Problem requirements:
Output all lines exactly, with nothing added or dropped.

-------- Records for the exercise --------

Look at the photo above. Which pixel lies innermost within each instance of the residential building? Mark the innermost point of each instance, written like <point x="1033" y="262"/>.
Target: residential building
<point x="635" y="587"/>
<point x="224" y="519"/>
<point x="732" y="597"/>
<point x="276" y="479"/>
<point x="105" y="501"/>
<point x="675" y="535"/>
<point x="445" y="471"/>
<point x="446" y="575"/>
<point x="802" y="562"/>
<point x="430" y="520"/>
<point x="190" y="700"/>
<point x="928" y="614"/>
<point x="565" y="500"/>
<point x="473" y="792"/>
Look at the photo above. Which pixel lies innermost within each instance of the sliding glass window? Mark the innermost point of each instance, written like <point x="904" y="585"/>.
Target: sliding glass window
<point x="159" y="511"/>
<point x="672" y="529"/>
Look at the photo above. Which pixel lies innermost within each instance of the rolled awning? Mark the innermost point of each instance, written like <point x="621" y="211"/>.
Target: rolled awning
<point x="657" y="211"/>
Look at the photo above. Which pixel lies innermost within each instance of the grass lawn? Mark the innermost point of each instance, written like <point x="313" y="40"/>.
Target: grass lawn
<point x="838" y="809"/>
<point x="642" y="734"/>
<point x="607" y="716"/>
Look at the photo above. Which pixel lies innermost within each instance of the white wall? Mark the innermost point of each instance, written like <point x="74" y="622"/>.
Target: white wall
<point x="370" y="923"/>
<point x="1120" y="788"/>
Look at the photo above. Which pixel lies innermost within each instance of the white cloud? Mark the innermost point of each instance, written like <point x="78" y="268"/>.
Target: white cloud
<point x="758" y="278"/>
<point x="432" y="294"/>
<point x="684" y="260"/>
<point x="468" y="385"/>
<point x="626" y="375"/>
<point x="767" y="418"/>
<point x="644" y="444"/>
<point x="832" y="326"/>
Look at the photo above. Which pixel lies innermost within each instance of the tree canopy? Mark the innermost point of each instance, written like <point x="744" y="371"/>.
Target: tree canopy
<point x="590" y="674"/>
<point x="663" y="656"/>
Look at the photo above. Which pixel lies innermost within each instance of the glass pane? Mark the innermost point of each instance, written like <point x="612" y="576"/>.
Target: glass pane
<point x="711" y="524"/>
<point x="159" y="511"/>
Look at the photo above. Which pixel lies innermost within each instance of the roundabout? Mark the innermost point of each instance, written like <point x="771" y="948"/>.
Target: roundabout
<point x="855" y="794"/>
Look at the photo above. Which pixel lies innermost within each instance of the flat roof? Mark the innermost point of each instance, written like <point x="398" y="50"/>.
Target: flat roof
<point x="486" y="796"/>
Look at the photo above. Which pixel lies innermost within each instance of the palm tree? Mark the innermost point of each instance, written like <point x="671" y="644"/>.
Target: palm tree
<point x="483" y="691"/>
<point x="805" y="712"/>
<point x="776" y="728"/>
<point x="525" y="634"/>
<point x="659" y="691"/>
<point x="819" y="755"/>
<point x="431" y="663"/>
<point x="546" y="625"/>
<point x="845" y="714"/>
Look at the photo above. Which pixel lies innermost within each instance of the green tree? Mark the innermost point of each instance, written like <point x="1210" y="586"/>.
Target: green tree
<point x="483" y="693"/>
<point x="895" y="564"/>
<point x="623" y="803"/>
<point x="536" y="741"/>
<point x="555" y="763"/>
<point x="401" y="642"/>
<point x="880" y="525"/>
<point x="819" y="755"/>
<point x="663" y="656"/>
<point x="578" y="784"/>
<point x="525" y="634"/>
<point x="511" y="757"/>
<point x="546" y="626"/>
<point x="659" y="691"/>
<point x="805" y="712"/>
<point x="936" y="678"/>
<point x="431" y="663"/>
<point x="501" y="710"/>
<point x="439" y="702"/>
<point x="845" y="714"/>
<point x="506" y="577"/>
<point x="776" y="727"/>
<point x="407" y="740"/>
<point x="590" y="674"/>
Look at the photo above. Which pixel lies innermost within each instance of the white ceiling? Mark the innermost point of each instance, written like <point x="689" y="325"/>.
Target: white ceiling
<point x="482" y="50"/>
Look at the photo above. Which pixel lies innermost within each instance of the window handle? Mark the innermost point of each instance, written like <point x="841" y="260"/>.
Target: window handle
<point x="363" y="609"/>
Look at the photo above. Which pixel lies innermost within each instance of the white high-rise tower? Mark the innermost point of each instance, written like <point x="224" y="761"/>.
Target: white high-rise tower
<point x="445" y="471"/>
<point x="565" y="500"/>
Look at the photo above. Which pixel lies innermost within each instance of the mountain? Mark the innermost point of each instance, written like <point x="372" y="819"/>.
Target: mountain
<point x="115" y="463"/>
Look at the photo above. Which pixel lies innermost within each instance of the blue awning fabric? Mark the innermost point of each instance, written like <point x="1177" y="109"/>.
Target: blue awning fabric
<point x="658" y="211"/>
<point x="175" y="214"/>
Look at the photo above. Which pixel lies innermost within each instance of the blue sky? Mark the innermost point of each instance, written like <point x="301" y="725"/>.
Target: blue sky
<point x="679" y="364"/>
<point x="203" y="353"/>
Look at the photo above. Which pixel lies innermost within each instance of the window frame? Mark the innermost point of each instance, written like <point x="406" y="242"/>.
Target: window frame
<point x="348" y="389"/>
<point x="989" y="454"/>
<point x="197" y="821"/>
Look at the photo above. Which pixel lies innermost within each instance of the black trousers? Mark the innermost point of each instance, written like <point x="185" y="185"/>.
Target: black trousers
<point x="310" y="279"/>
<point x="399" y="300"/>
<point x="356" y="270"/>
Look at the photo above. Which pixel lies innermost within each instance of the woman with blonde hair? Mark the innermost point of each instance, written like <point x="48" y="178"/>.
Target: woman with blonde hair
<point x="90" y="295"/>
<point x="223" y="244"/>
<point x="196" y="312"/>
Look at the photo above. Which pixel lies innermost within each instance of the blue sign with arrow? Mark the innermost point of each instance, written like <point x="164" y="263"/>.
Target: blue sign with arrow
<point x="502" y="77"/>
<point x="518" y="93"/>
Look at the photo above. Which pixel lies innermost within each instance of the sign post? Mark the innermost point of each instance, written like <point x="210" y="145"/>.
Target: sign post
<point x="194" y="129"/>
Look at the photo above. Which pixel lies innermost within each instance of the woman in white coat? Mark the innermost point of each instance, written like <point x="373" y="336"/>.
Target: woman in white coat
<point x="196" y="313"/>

--------

Output of the task:
Look at the photo above. Which pixel lies innermost within each instance of the residential building? Mark the innermost point of each instance, written like <point x="1033" y="262"/>.
Target: residential building
<point x="635" y="587"/>
<point x="224" y="519"/>
<point x="732" y="597"/>
<point x="276" y="479"/>
<point x="105" y="501"/>
<point x="675" y="535"/>
<point x="445" y="471"/>
<point x="446" y="575"/>
<point x="802" y="562"/>
<point x="430" y="520"/>
<point x="190" y="700"/>
<point x="928" y="614"/>
<point x="565" y="500"/>
<point x="473" y="792"/>
Look at the photo above. Which pixel lies innermost within each instance of the sliding glass window? Mark the innermost point of each instance, written like <point x="904" y="585"/>.
Target: sliding glass window
<point x="159" y="511"/>
<point x="672" y="529"/>
Look at the photo above. Which pixel lies innermost within each instance of the rolled awning? Mark the innermost point of each instance, written like <point x="621" y="211"/>.
Target: rolled awning
<point x="657" y="211"/>
Look at the photo above. Which pixel lies innermost within each instance of the grass lawn? Mark the innermost point of each instance, written like <point x="313" y="40"/>.
Target: grass lawn
<point x="838" y="809"/>
<point x="642" y="734"/>
<point x="607" y="716"/>
Look at the photo above. Which pixel lies innermost within each instance of the white wall? Mark the innermost point of each instance, written like <point x="74" y="622"/>.
Target: white wall
<point x="370" y="923"/>
<point x="1120" y="788"/>
Look at the photo above. Which pixel lies innermost within each instance of the white cloud? Mark the innermost point of each instance, written like <point x="78" y="268"/>.
Target: white cloud
<point x="758" y="278"/>
<point x="432" y="294"/>
<point x="684" y="260"/>
<point x="468" y="385"/>
<point x="626" y="375"/>
<point x="767" y="418"/>
<point x="644" y="444"/>
<point x="832" y="326"/>
Look at the photo above. Which pixel lies innermost within each instance of the tree canopy? Mark the innermost point of each instance, written like <point x="744" y="371"/>.
Target: tree canopy
<point x="590" y="674"/>
<point x="663" y="656"/>
Look at the photo above. Which pixel lies innermost within each instance of the glass pane? Mark the innermost point of each instance, written like <point x="612" y="576"/>.
Target: glass pane
<point x="711" y="524"/>
<point x="159" y="511"/>
Look at the photo above. Which pixel lies innermost within each instance of the roundabout? Mark the innermost point of each instance, written like <point x="771" y="948"/>.
Target: roundabout
<point x="855" y="794"/>
Look at the photo above. Which pixel lies innermost within each instance of the flat roof? Mark the innermost point of each instance, written like <point x="398" y="50"/>.
Target: flat roof
<point x="486" y="796"/>
Look at the photo above. Which pixel lies innermost within each instance of the palm tree? Mark the innermost point of each instance, written like <point x="671" y="644"/>.
Target: palm tree
<point x="483" y="691"/>
<point x="805" y="712"/>
<point x="776" y="728"/>
<point x="525" y="634"/>
<point x="659" y="691"/>
<point x="819" y="755"/>
<point x="431" y="663"/>
<point x="546" y="625"/>
<point x="845" y="714"/>
Look at the photo above. Which pixel lies innermost within each instance of the green tree? Mark the innermost point of each instance, written like <point x="1210" y="586"/>.
Target: green tree
<point x="483" y="693"/>
<point x="895" y="564"/>
<point x="623" y="803"/>
<point x="536" y="741"/>
<point x="555" y="763"/>
<point x="401" y="642"/>
<point x="880" y="525"/>
<point x="819" y="755"/>
<point x="663" y="656"/>
<point x="578" y="784"/>
<point x="525" y="634"/>
<point x="511" y="757"/>
<point x="546" y="626"/>
<point x="659" y="691"/>
<point x="805" y="712"/>
<point x="936" y="678"/>
<point x="431" y="663"/>
<point x="501" y="710"/>
<point x="439" y="702"/>
<point x="845" y="714"/>
<point x="506" y="577"/>
<point x="776" y="727"/>
<point x="407" y="740"/>
<point x="590" y="674"/>
Look at the photo above. Which pixel lies innermost within each instance of the white ceiling? Mark the innermost point of each instance, written like <point x="689" y="325"/>.
Target: white ceiling
<point x="482" y="50"/>
Look at the photo above. Which pixel lies innermost within each instance of the window handle? Mark the innermost point of each instance, written like <point x="841" y="260"/>.
Target: window handle
<point x="363" y="609"/>
Look at the photo above. Which pixel lies innermost within each instance of the white high-rise tower? Mark the innermost point of each instance, written like <point x="224" y="761"/>.
Target: white high-rise tower
<point x="445" y="471"/>
<point x="565" y="500"/>
Look at the photo above. Which pixel lies innermost within each instance of the mountain? Mark the innermost point of each instance, written like <point x="372" y="819"/>.
Target: mountain
<point x="115" y="463"/>
Look at the photo above. Which pixel lies innermost within each instance of the blue awning fabric? Mark the innermost point of each instance, written like <point x="1177" y="109"/>.
Target: blue awning fabric
<point x="658" y="211"/>
<point x="175" y="214"/>
Look at the photo above. Which pixel lies innermost within each instance of the blue sky? Mark the innermost point of each instance, written like <point x="301" y="725"/>.
Target: blue sky
<point x="679" y="364"/>
<point x="203" y="353"/>
Look at the photo above. Which pixel lies innermost within each instance of the window frame? Mark the innermost point of each instance, written like <point x="406" y="242"/>.
Target: window frame
<point x="348" y="389"/>
<point x="989" y="454"/>
<point x="197" y="821"/>
Look at the photo above. Which pixel lies innermost within each instance of the black trousers? Mark the innermost point of each instance, written like <point x="185" y="185"/>.
Target: black trousers
<point x="310" y="279"/>
<point x="399" y="300"/>
<point x="356" y="270"/>
Look at the photo above. Which pixel lies innermost within each instance of the woman with blonde hair? Mark the innermost point of each instance, written like <point x="48" y="178"/>.
Target: woman with blonde hair
<point x="90" y="295"/>
<point x="223" y="244"/>
<point x="196" y="312"/>
Look at the photo above. Which pixel lies innermost within each instance of the blue sign with arrow? Mark the innermost point of each instance, written like <point x="164" y="263"/>.
Target: blue sign with arrow
<point x="502" y="77"/>
<point x="518" y="93"/>
Look at the photo above. Which pixel lies innermost within each instance of the sign post? Mark the innermost point of each instance, written like <point x="210" y="145"/>.
Target: sign post
<point x="194" y="129"/>
Look at the photo above. Which pixel lies innermost within each instance of the woman in white coat? Mark the innermost point of each instance, written like <point x="373" y="336"/>.
Target: woman in white coat
<point x="196" y="313"/>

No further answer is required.